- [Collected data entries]

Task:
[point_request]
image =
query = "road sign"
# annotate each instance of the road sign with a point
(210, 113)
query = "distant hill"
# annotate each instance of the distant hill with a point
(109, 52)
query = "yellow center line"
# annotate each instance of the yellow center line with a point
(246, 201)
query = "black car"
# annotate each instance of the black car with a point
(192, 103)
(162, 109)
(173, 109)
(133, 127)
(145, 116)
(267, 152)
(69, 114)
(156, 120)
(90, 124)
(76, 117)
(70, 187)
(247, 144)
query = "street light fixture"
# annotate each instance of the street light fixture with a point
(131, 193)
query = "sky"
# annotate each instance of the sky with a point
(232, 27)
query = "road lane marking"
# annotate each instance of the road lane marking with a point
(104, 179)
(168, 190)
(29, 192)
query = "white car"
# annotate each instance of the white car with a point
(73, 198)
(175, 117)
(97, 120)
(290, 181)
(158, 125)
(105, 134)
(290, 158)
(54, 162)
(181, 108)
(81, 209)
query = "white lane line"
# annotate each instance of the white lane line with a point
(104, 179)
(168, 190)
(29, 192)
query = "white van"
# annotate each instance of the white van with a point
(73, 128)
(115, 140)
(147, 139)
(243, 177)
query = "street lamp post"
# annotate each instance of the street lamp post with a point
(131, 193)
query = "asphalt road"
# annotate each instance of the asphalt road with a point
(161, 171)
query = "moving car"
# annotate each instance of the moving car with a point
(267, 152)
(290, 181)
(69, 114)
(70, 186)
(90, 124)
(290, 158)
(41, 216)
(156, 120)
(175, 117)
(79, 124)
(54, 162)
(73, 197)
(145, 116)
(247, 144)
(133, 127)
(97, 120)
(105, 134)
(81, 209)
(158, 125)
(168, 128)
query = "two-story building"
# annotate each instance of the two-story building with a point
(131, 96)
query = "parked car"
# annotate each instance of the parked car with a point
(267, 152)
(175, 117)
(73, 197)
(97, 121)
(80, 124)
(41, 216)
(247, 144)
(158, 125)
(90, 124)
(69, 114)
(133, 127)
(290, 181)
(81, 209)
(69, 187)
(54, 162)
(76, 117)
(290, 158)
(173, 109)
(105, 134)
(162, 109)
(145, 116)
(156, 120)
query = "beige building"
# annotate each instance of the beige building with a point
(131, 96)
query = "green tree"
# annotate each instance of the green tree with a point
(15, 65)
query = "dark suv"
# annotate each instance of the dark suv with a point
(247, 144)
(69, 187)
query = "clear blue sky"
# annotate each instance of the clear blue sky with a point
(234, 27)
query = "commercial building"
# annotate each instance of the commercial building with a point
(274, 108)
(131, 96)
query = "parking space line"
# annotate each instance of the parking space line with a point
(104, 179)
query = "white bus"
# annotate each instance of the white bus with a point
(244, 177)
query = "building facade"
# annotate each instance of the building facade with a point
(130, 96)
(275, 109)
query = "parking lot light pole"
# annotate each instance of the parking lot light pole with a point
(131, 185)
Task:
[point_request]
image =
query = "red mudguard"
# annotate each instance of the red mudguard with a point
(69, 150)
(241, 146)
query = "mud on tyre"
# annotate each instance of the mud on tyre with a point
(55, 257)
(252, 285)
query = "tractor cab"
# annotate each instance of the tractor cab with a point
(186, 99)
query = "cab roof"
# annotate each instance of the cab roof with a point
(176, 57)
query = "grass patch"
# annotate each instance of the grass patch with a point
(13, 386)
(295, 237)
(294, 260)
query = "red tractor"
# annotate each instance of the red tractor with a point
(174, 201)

- [What to do] Retype every record above exactly as it appears.

- [Solution to the exercise]
Task:
[point_request]
image =
query = "road sign"
# annotate each instance of the road sign with a point
(210, 113)
query = "distant hill"
# annotate each instance of the distant hill with a point
(109, 52)
query = "yellow center line"
# annotate each instance of the yellow center line with a point
(246, 201)
query = "black car"
# annotate each instance of the black car with a point
(192, 103)
(162, 109)
(173, 109)
(133, 127)
(145, 116)
(267, 152)
(69, 114)
(156, 120)
(90, 124)
(76, 117)
(70, 187)
(247, 144)
query = "street light fixture"
# annotate each instance of the street light fixture with a point
(131, 193)
query = "sky"
# annotate each instance of the sky with a point
(232, 27)
query = "road lane marking"
# annotate each instance of the road lane marking with a point
(104, 179)
(168, 190)
(29, 192)
query = "white car"
# annotate each instance of the white car with a point
(73, 198)
(175, 117)
(97, 120)
(290, 181)
(158, 125)
(105, 134)
(290, 158)
(54, 162)
(181, 108)
(81, 209)
query = "white lane line"
# annotate each instance of the white lane line with a point
(104, 179)
(168, 190)
(29, 192)
query = "white van"
# annotate each instance of the white van with a point
(73, 128)
(115, 140)
(147, 139)
(243, 177)
query = "street lamp post"
# annotate each instance of the street lamp post with a point
(131, 193)
query = "asphalt road"
# annotate each instance of the asphalt road with a point
(161, 171)
query = "moving car"
# annotate each instance of the moving car with a point
(267, 152)
(290, 181)
(69, 114)
(70, 186)
(90, 124)
(290, 158)
(41, 216)
(156, 120)
(175, 117)
(79, 124)
(54, 162)
(73, 197)
(145, 116)
(247, 144)
(133, 127)
(97, 120)
(105, 134)
(81, 209)
(158, 125)
(168, 128)
query = "two-story building"
# annotate each instance of the two-story building with a point
(131, 96)
query = "parked car"
# annotate each instance of the parked car with a point
(267, 152)
(175, 117)
(73, 197)
(97, 121)
(80, 124)
(41, 216)
(247, 144)
(158, 125)
(90, 124)
(69, 114)
(133, 127)
(290, 181)
(81, 209)
(69, 187)
(54, 162)
(76, 117)
(290, 158)
(173, 109)
(105, 134)
(162, 109)
(145, 116)
(156, 120)
query = "beige building"
# annotate each instance of the beige building with a point
(131, 96)
query = "green tree"
# annotate each instance of the green tree with a point
(15, 65)
query = "dark suv"
# annotate each instance of the dark suv with a point
(247, 144)
(69, 187)
query = "clear blue sky"
# annotate each instance of the clear blue sky with a point
(234, 27)
query = "commercial building"
# annotate each instance of the commercial building with a point
(274, 108)
(131, 96)
query = "parking space line"
# annotate each instance of the parking space line with a point
(104, 179)
query = "white bus"
# annotate each instance of the white bus with a point
(244, 177)
query = "building facade"
# annotate each instance of the building facade with a point
(130, 96)
(275, 109)
query = "parking lot light pole"
# annotate each instance of the parking lot light pole with a point
(131, 185)
Task:
[point_request]
image =
query = "red mudguard"
# annotate each instance of the red mudguard with a point
(69, 150)
(241, 146)
query = "mud on tyre"
# annotate each instance of the mud on tyre with a point
(55, 257)
(252, 285)
query = "tractor cab"
# annotate each instance of the tractor cab with a point
(186, 99)
query = "cab roof"
# annotate each instance of the cab roof with a point
(176, 57)
query = "grass patch"
# annotate each instance of the grass patch with a point
(13, 386)
(295, 237)
(294, 260)
query = "red tractor"
# annotate each instance of the red tractor with a point
(174, 201)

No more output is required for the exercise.